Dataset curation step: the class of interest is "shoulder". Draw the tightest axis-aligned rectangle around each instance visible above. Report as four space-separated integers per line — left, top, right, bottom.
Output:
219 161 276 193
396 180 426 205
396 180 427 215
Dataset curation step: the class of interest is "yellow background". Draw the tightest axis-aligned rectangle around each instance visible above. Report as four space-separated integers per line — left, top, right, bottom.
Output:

• **What is expected**
Write out all of the material again, including the requests, and adjust every box coordinate in the answers by adding 75 to it.

• **Solution to the exercise**
Dataset curation step: the class of interest is "shoulder". Draw the tightest axis-aligned rectangle around each instance visible above. Report as four space-separated integers per line — left, top, right, bottom.
Output:
294 236 351 268
471 255 501 280
471 255 502 290
Dataset curation step: the class of interest is "yellow background". Draw the tightest axis-aligned rectangle around each instance visible above. Report as four space-separated integers per line — left, top, right, bottom.
Output:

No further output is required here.